* DOCUMENT EXTRACT:
####################

I agree with that. There is a video somewhere on this site of a homemade Thymol vaporizer that can go through an apiary in a New York minute. The vaporizer that I bought from SNL vaporizes as soon as the terminal hits the battery, but requires manipulation at every use. No problem with 4 hives, could be a pain with a lot of hives. Also being able to use 110 power would be nice.


----------



## beemandan (Dec 5, 2005)

hex0rz said:


> The first night I tested it, I got myself down wind for a moment to see if what was really coming out was indeed the OAV. Yep, I did not breathe right that whole night!
> 
> One thing I have not read about is what the proper level of PPE is required when this is in vapor form. The MSDS sheets are only telling you what you need when handling it in its solid state. When it turns into a vapor, an N95 is not going to protect you from that. I could be wrong, but I know a little about these sort of things. Vaporizing will probably require more along the lines of a respirator with an appropriate type cartridge to handle this.


This is the scary part to me. We have folks who're experimenting with a compound that is very dangerous. And....they haven't even investigated the safety beforehand.
'I did not breathe right that whole night!'
This stuff can and will cause permanent lung and eye damage. Please...don't play with your device until you understand the potential consequences and you've taken full precautions. 
I'm going to hate it when we wake up to a headline about a newly blinded beekeeper looking for a lung transplant after dabbling in this.


----------



## dsegrest (May 15, 2014)

####################

* YOUR GOAL: Quote everything in the vaporizer thread above from "This is the" down to "the safety beforehand.".

* SOURCE EXCERPT:
####################

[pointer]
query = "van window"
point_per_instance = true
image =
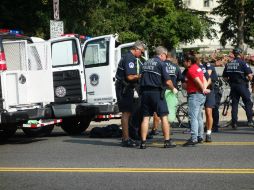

####################

* TASK RESPONSE:
This is the scary part to me. We have folks who're experimenting with a compound that is very dangerous. And....they haven't even investigated the safety beforehand.